Exercise brief → Add 21 to each x and y coordinate in the answers, then reproduce every line from the start of the data down to and including the line containing "[(256, 199), (149, 155)]", leaving all other text on those lines unchanged.

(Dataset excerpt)
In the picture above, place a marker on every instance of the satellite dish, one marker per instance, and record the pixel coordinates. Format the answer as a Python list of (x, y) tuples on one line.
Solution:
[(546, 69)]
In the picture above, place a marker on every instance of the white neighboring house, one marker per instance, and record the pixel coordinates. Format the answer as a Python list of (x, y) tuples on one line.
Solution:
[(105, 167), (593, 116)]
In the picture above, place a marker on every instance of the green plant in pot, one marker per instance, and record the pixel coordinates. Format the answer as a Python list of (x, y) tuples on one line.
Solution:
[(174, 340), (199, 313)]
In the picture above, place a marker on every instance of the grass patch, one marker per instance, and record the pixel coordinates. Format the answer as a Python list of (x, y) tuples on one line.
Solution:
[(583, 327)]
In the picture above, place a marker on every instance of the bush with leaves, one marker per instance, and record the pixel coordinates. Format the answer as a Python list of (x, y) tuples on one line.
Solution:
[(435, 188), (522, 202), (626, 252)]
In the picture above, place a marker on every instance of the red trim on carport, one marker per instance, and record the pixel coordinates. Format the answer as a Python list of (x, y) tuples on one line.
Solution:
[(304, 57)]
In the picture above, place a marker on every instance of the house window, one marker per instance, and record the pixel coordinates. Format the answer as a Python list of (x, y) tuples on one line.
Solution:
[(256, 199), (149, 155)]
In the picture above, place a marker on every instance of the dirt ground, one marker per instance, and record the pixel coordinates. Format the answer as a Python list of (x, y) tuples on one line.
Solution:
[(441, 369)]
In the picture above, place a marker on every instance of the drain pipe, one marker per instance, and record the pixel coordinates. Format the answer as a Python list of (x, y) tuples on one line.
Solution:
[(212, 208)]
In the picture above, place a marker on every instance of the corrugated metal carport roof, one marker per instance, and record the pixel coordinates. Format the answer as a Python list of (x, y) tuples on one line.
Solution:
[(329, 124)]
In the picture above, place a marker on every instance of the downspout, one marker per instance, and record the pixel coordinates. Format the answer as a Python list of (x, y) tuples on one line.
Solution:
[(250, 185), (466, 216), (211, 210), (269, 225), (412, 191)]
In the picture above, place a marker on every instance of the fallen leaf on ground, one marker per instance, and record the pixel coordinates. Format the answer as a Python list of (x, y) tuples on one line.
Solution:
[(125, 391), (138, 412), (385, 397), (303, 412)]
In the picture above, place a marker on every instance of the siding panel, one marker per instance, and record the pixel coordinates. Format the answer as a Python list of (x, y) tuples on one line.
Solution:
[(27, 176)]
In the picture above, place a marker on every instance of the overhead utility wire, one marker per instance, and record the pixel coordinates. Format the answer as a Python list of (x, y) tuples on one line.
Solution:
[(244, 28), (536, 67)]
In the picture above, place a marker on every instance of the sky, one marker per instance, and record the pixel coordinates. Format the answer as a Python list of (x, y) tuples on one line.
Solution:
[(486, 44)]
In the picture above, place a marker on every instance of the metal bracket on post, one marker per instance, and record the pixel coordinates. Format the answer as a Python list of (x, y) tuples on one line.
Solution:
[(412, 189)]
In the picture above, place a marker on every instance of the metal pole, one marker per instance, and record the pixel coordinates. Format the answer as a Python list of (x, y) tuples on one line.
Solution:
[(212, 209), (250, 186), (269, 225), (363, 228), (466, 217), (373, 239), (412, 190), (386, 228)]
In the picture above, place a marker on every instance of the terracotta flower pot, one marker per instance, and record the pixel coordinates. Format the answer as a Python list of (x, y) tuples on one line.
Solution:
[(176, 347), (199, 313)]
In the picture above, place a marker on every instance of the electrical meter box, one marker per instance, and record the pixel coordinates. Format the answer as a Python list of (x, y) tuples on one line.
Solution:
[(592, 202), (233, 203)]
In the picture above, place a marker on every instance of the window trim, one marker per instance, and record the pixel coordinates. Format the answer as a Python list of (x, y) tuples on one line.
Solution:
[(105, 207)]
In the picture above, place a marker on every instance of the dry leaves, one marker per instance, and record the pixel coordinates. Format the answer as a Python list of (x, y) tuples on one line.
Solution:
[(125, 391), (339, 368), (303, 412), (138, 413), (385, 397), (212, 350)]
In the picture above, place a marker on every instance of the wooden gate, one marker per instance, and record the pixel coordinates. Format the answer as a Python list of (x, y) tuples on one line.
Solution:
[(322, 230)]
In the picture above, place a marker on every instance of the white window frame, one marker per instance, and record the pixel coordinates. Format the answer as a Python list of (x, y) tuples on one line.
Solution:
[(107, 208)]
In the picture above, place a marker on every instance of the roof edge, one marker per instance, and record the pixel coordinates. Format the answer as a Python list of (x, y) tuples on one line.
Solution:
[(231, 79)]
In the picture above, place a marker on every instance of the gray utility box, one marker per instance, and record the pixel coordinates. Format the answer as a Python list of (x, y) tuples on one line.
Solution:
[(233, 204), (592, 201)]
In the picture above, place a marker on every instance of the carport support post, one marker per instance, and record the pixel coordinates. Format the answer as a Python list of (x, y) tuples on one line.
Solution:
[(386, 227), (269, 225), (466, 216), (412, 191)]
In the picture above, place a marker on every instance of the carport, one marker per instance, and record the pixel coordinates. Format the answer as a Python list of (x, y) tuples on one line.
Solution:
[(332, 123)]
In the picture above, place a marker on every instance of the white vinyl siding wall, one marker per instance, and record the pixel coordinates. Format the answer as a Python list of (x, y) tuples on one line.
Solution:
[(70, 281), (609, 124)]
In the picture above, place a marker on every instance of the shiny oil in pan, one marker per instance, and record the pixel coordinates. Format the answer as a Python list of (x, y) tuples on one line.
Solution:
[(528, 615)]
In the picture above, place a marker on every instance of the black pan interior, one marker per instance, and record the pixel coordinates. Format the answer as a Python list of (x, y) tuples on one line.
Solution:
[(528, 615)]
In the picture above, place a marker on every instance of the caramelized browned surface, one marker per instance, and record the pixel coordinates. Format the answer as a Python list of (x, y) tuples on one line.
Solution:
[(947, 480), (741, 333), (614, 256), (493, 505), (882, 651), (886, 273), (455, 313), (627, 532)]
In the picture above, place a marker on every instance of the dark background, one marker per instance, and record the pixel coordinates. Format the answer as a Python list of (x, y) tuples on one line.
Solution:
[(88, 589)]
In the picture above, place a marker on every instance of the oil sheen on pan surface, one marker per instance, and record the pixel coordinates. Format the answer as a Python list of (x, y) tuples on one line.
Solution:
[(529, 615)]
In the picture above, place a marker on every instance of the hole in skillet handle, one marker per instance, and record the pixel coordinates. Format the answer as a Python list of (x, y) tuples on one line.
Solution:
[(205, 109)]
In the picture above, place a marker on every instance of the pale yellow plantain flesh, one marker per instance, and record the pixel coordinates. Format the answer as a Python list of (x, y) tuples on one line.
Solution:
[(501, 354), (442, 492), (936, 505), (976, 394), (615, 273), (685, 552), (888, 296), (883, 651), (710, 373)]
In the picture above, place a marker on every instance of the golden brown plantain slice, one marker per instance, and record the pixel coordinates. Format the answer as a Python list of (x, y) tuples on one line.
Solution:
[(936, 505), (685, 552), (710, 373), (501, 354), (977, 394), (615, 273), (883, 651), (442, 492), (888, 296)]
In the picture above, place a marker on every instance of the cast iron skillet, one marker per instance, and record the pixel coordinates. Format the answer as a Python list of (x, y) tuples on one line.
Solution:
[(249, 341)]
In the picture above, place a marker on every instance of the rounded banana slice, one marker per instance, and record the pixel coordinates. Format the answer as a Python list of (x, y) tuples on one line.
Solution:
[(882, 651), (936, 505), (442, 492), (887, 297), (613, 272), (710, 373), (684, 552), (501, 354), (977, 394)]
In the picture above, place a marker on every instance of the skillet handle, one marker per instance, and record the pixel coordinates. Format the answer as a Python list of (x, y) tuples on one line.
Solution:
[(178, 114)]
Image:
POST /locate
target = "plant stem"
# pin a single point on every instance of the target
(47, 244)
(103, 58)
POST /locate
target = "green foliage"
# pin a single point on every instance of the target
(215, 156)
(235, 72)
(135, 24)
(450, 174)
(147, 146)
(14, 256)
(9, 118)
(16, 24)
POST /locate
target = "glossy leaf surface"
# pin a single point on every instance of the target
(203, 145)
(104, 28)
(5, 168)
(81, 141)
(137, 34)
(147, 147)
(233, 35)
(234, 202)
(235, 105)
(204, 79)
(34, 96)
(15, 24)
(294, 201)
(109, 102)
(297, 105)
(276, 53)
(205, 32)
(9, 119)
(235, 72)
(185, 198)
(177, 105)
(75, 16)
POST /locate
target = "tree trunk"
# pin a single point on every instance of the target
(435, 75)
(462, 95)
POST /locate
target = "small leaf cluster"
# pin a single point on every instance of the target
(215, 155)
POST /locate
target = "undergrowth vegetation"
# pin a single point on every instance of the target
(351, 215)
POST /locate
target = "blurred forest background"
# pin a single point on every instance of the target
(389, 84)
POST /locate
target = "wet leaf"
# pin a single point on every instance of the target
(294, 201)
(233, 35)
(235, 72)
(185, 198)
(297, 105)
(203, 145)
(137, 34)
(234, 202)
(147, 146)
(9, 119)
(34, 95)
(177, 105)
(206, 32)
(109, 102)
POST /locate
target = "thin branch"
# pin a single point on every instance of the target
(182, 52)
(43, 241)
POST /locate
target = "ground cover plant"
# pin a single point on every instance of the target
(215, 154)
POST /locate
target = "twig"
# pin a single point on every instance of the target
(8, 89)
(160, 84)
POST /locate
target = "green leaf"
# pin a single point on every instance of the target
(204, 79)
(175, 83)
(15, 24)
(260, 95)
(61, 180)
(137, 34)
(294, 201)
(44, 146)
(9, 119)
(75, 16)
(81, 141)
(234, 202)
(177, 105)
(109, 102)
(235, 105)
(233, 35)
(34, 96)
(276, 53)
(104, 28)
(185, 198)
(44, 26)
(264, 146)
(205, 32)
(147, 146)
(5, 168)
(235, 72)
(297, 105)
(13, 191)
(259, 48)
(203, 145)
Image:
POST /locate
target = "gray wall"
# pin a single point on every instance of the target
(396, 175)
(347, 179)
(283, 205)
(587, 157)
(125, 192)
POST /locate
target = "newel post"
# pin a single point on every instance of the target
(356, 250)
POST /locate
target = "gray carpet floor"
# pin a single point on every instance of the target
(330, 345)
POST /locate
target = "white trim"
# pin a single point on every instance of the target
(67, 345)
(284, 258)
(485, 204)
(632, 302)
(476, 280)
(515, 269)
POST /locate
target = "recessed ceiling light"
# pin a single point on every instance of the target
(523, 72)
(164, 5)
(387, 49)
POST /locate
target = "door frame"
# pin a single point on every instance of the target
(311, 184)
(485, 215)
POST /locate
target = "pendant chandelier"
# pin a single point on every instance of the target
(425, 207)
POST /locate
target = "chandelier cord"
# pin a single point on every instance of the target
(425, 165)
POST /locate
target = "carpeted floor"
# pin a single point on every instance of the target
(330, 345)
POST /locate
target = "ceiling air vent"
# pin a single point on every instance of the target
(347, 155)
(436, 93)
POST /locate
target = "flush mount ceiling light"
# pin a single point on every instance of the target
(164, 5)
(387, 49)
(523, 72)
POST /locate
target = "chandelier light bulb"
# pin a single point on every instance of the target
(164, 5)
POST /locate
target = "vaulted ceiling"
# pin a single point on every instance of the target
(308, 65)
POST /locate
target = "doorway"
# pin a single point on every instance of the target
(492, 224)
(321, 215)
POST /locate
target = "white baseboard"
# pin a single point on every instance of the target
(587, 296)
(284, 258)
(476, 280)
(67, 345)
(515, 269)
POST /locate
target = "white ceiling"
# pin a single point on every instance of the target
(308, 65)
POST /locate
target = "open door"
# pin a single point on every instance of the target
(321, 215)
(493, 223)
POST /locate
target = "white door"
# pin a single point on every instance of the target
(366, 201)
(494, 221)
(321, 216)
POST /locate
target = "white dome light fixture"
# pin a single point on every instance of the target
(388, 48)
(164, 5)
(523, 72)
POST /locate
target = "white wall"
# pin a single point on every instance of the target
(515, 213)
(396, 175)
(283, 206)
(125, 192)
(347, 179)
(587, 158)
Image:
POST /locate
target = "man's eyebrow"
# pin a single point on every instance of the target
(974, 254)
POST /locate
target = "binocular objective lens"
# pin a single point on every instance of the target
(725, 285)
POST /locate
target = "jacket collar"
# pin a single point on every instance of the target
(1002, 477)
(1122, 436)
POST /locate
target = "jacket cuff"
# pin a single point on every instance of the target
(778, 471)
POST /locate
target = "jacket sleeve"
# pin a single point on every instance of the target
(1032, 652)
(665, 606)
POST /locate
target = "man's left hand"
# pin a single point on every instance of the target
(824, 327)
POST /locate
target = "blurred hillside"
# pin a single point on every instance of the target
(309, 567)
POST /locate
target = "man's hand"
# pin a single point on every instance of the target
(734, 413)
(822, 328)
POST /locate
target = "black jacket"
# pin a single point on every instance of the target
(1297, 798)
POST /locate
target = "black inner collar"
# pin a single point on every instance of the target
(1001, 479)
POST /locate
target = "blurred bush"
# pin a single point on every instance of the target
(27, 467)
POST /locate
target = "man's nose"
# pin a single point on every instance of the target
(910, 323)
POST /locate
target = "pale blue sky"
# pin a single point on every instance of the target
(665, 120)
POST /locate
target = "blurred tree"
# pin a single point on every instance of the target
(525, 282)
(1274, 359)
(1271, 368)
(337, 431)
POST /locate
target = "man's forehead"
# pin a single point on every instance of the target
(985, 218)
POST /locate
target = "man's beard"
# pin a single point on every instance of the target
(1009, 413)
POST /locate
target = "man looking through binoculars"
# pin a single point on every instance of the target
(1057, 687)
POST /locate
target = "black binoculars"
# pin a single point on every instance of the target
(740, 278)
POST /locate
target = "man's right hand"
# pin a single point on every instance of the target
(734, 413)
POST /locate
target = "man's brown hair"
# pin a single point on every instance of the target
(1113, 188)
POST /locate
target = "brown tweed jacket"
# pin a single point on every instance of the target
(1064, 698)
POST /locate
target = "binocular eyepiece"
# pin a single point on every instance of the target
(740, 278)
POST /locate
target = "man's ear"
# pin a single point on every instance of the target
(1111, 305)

Exercise output →
In the picture above, place a marker on every instance of the satellite dish, one marker per instance, and record the pixel coordinates. Format the answer as a Python list of (x, y) tuples on one line.
Solution:
[(567, 90)]
In the picture above, place a marker on every instance of the white neighboring house, one marker per instance, and record the pixel coordinates. Format the answer as a Python list of (x, y) tuples on one line.
Solution:
[(126, 188), (614, 137)]
In the picture above, place a marker on every instance of the green plant in pot, one marker per instance, and record the pixel coordinates. Format the answer as a Python list of (x, y) tuples on one line.
Solution:
[(195, 361), (220, 334)]
In the picture above, place a marker on every instance of the grass patch, one marker per instance, and record the pixel coordinates. Format the answer as a Python list of (x, y) tuples on one line.
Solution:
[(604, 348)]
In the picture above, place a marker on every instance of the bush with leaves, one marker per instance, and record the pixel coordinates. Format the answer as a Python list of (x, y) tuples on one line.
Solution:
[(456, 209), (543, 223), (647, 273)]
In the picture above, place a marker on every instance of the red trim on carport, one marker per instance, and record the pixel coordinates. Format the answer as a Python list of (x, y) tuples on one line.
Solution:
[(325, 78)]
In the picture above, place a marker on every instance of the house window, one marker per instance, and record the pixel coordinates. Format the answer as a Python list of (x, y) tuples on one line.
Solution:
[(277, 220), (170, 176)]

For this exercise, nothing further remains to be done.